# Supplied text:
------------------------------
Venture Capitalists sucking up automotive talent

Some investors think they can beat the fossil-fuel hungry automotive giants
Some EV investors think they can beat the fossil-fuel hungry automotive giants

Deep-pocketed investors looking to create the next Tesla are turning to seasoned automotive executives for help making sense of the complicated and capital-intensive car business.

A little-known Los Angeles electric-vehicle startup, EVelozcity, is the latest firm to lure big-name talent. The company, attracting commitments for $1 billion in funding since December, has hired Karl-Thomas Neumann, the former head of General Motors Co.’s European division, along with several former BMW AG executives.

Like many of the EV startups cropping up in California in recent years, EVelozcity has Chinese backers to thank for its large war chest. While investors from China have helped along several battery-powered vehicle companies—including Wanxiang Group’s rescue of the high-publicity Fisker project—other ventures have struggled to get off the ground due to lofty goals or insufficient capital.
------------------------------
# Record set:

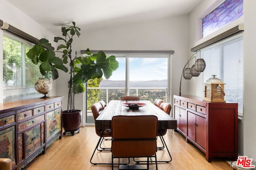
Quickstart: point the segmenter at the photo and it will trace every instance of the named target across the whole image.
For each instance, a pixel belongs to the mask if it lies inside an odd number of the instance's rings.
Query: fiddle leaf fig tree
[[[114,56],[108,57],[102,51],[92,54],[87,49],[86,57],[78,57],[76,51],[74,55],[72,53],[73,37],[74,36],[79,37],[80,29],[76,26],[74,22],[72,23],[73,25],[70,27],[61,27],[62,37],[54,37],[54,42],[61,43],[56,51],[45,49],[45,47],[50,47],[51,45],[48,40],[43,38],[26,53],[34,64],[40,63],[41,73],[49,80],[51,76],[53,80],[58,77],[57,69],[68,72],[68,69],[64,64],[69,64],[68,113],[76,111],[75,94],[84,92],[84,83],[90,79],[101,78],[103,75],[106,78],[109,78],[119,64]],[[56,55],[57,53],[62,54],[61,58]]]
[[[84,92],[84,83],[90,79],[101,78],[103,75],[108,79],[118,67],[116,57],[113,55],[108,57],[102,51],[92,54],[87,49],[87,56],[78,57],[76,51],[72,56],[73,36],[76,35],[79,37],[80,35],[80,28],[76,26],[74,22],[72,22],[72,24],[73,25],[70,27],[62,27],[62,37],[55,37],[54,39],[54,42],[62,43],[58,47],[56,52],[62,53],[63,63],[69,63],[70,67],[68,112],[76,111],[74,95]]]
[[[26,53],[27,57],[35,64],[39,63],[40,72],[44,78],[55,80],[59,77],[57,69],[67,72],[68,68],[63,65],[62,59],[55,55],[52,51],[45,47],[51,46],[49,41],[44,38],[39,40],[39,43],[30,49]]]

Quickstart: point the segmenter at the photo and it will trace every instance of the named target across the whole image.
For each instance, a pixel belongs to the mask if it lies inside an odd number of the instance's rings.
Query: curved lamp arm
[[[186,68],[186,66],[187,65],[187,64],[188,64],[188,63],[192,59],[193,59],[194,58],[196,57],[196,56],[194,56],[194,55],[195,55],[197,53],[197,51],[196,51],[196,53],[194,53],[193,54],[193,55],[192,55],[192,56],[191,56],[191,57],[190,57],[189,59],[185,63],[185,65],[184,65],[184,67],[183,67],[183,69],[182,70],[182,72],[181,73],[181,76],[180,77],[180,96],[181,96],[181,80],[182,80],[182,75],[183,75],[183,72],[184,72],[184,70],[185,70],[185,68]]]

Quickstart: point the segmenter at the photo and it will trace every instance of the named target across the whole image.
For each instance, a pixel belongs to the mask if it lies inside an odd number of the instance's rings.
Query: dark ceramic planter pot
[[[63,135],[67,132],[74,135],[74,132],[79,133],[80,125],[82,121],[82,111],[76,110],[76,112],[68,113],[67,110],[62,111],[62,127],[64,132]]]

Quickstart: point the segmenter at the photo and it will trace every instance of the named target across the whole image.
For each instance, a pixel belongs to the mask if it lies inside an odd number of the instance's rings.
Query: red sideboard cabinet
[[[62,136],[62,96],[0,104],[0,158],[20,170]]]
[[[177,130],[206,154],[213,157],[237,159],[237,103],[210,103],[202,98],[174,95]]]

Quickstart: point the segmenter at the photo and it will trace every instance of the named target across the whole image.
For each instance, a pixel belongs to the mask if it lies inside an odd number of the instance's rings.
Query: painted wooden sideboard
[[[12,169],[25,167],[62,137],[62,96],[0,104],[0,157]]]
[[[206,154],[212,157],[237,159],[238,115],[237,103],[209,103],[193,96],[174,96],[177,130]]]

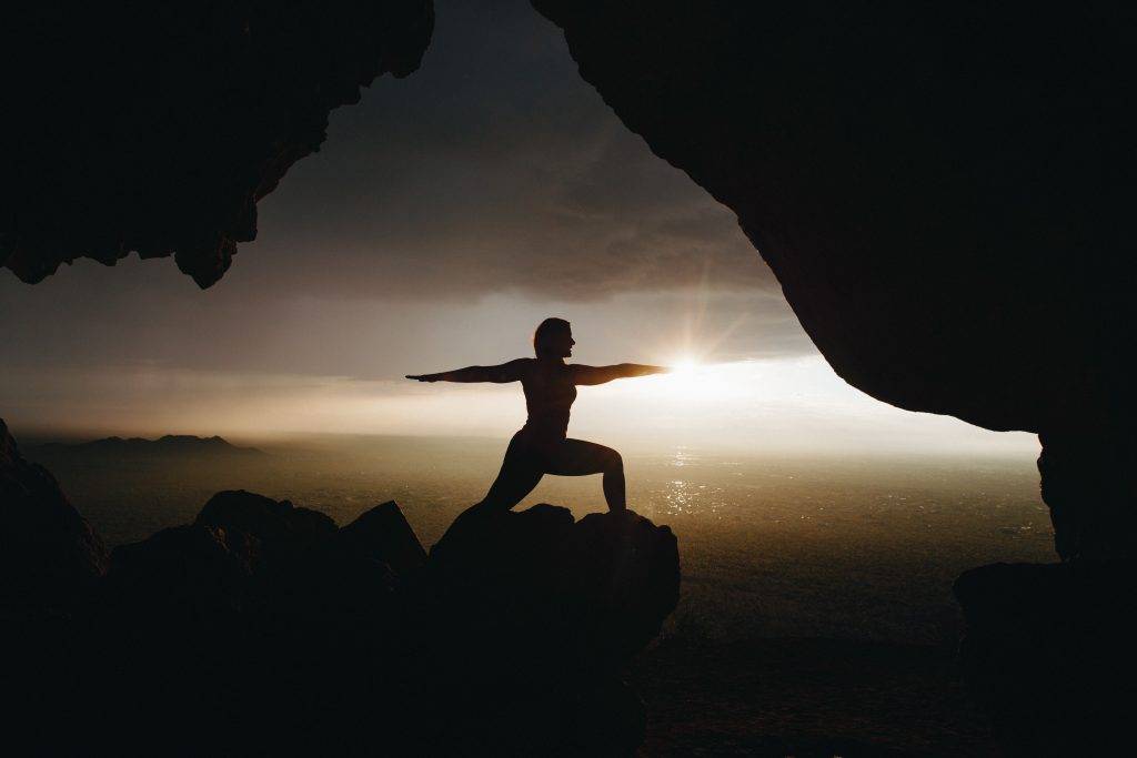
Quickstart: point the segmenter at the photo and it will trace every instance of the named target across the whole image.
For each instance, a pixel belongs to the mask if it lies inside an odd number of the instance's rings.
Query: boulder
[[[399,575],[410,574],[426,563],[426,551],[393,500],[362,514],[340,528],[329,544],[341,556],[384,563]]]
[[[193,523],[248,535],[259,545],[257,558],[269,564],[293,560],[335,534],[335,522],[326,514],[244,490],[218,492]]]
[[[1130,740],[1137,565],[995,564],[955,582],[964,682],[1014,756],[1110,755]]]
[[[241,532],[191,524],[163,530],[110,553],[102,608],[184,634],[221,627],[244,608],[258,545]]]
[[[0,419],[0,609],[66,610],[106,569],[102,541]]]

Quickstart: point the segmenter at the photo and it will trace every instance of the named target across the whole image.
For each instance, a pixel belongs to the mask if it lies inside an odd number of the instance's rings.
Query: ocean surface
[[[193,519],[246,489],[346,524],[396,500],[428,548],[484,494],[507,440],[313,438],[255,460],[43,460],[110,545]],[[33,456],[34,458],[34,456]],[[966,568],[1055,559],[1032,457],[750,457],[625,452],[629,506],[679,539],[682,595],[664,636],[953,644]],[[600,477],[547,476],[521,505],[605,510]]]

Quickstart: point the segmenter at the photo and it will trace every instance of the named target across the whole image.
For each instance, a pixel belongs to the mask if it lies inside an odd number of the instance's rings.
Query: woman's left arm
[[[574,364],[573,384],[606,384],[612,380],[649,374],[665,374],[671,369],[666,366],[648,366],[646,364],[616,364],[614,366],[581,366]]]

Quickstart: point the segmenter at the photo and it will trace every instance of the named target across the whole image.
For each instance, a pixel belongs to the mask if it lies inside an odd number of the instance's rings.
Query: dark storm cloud
[[[733,215],[624,128],[528,3],[438,17],[422,69],[333,115],[238,265],[347,297],[773,285]]]

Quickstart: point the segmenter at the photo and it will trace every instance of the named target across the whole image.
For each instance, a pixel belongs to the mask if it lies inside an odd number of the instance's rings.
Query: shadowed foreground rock
[[[430,0],[19,3],[0,25],[0,266],[174,256],[202,288],[329,113],[418,67]]]
[[[66,609],[106,570],[102,542],[0,419],[0,608]]]
[[[645,728],[621,670],[679,555],[633,514],[541,505],[428,559],[393,502],[337,528],[223,492],[80,588],[69,617],[9,627],[41,752],[619,755]]]
[[[1137,567],[995,564],[955,582],[964,681],[1015,756],[1132,750]]]

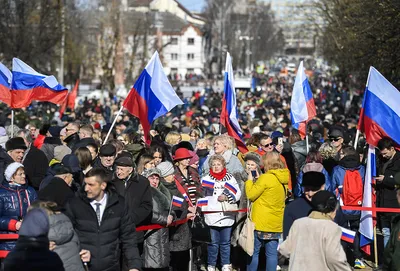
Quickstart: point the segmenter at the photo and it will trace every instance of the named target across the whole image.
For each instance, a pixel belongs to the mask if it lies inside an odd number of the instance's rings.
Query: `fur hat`
[[[17,172],[19,168],[23,168],[24,165],[18,162],[14,162],[8,165],[6,170],[4,171],[4,177],[6,177],[6,180],[9,182],[11,181],[12,176]]]

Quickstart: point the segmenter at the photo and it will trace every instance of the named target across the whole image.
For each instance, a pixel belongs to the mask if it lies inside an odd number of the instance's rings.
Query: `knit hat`
[[[175,172],[174,165],[169,161],[161,162],[158,164],[157,168],[160,170],[161,177],[163,178],[172,175]]]
[[[71,149],[65,145],[56,146],[54,148],[54,159],[61,162],[66,155],[71,153]]]
[[[12,150],[26,150],[26,145],[25,141],[22,137],[14,137],[10,138],[6,142],[6,150],[7,151],[12,151]]]
[[[18,233],[27,237],[47,236],[49,229],[49,217],[46,212],[41,208],[35,208],[26,214]]]
[[[315,211],[327,214],[336,209],[337,199],[332,192],[321,190],[312,197],[311,205]]]
[[[4,176],[6,177],[6,180],[9,182],[11,181],[12,176],[15,174],[15,172],[17,171],[17,169],[19,168],[23,168],[24,165],[18,162],[14,162],[8,165],[8,167],[6,168],[6,170],[4,171]]]

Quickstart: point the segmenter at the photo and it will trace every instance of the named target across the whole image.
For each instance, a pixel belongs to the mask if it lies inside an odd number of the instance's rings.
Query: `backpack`
[[[344,206],[361,206],[363,201],[363,193],[363,181],[358,170],[346,170],[342,191],[342,200]]]

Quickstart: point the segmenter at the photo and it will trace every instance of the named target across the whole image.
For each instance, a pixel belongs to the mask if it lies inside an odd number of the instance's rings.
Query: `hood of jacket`
[[[69,218],[62,214],[54,214],[49,216],[50,230],[49,240],[56,245],[63,245],[72,240],[74,236],[74,227]]]
[[[339,161],[339,166],[344,168],[358,168],[360,167],[360,156],[357,155],[347,155]]]
[[[268,174],[275,175],[275,177],[278,179],[278,181],[283,184],[287,185],[289,183],[289,170],[287,168],[283,169],[270,169],[267,172]]]

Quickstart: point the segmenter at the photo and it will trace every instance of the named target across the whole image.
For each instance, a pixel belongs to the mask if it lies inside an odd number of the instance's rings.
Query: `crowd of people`
[[[85,99],[63,116],[32,106],[14,125],[4,109],[0,230],[19,235],[0,240],[4,269],[275,271],[285,259],[289,270],[366,268],[361,213],[340,207],[361,206],[370,185],[365,139],[355,142],[362,93],[350,99],[324,78],[312,86],[308,143],[290,125],[284,80],[238,93],[248,152],[219,124],[222,94],[212,89],[160,117],[150,143],[128,114],[110,131],[117,99]],[[390,138],[377,146],[378,207],[399,207],[396,147]],[[399,225],[394,213],[378,214],[384,270],[400,269]],[[353,243],[341,241],[341,227],[356,232]]]

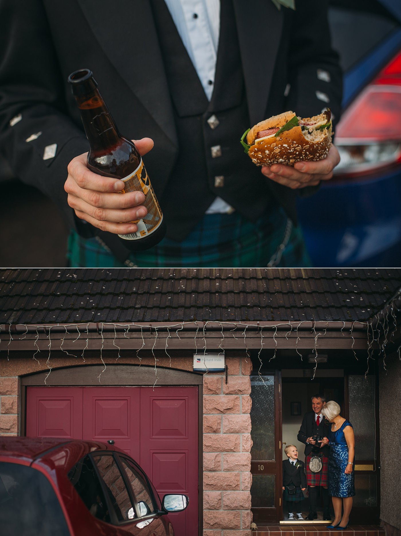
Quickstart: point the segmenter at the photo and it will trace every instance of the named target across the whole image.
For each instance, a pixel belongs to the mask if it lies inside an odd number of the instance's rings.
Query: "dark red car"
[[[112,442],[110,442],[110,443]],[[157,492],[111,444],[0,437],[0,532],[7,536],[173,536],[186,495]]]

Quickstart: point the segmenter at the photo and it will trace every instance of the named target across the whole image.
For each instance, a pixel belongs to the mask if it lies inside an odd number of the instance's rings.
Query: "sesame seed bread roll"
[[[330,119],[324,113],[303,119],[298,117],[298,126],[275,136],[273,129],[281,128],[294,115],[292,111],[286,111],[261,121],[249,130],[248,154],[256,166],[293,166],[296,162],[326,158],[331,145],[332,130]],[[327,123],[329,123],[327,128],[319,129]]]

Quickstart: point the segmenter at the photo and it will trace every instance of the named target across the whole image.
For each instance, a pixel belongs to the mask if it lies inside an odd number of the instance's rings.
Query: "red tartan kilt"
[[[327,487],[327,475],[329,467],[329,458],[322,456],[322,468],[319,473],[313,473],[309,468],[309,462],[312,457],[312,455],[308,454],[305,460],[305,472],[306,473],[306,482],[308,486],[323,486]]]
------------------------------
# Instructions:
a: In one to three sentences, explain what the article on venture capitalists hiring automotive talent says has kept some electric-vehicle ventures from getting off the ground.
b: Extend the article on venture capitalists recruiting automotive executives, starting after its final sentence.

# Response list:
a: Some electric-vehicle ventures have struggled to get off the ground because their goals were too lofty or they lacked enough capital. This happened even as investors from China helped several battery-powered vehicle companies.

b:
EVelozcity declined to disclose its investors, saying they come from Germany and Taiwan in addition to China. Mr. Neumann, 57, said in an interview he believes conventional auto makers aren’t entirely committed to a wholesale transition for the industry because battery power will siphon sales from the high-margin fossil-fuel-powered cars they’ve sold for more than a century.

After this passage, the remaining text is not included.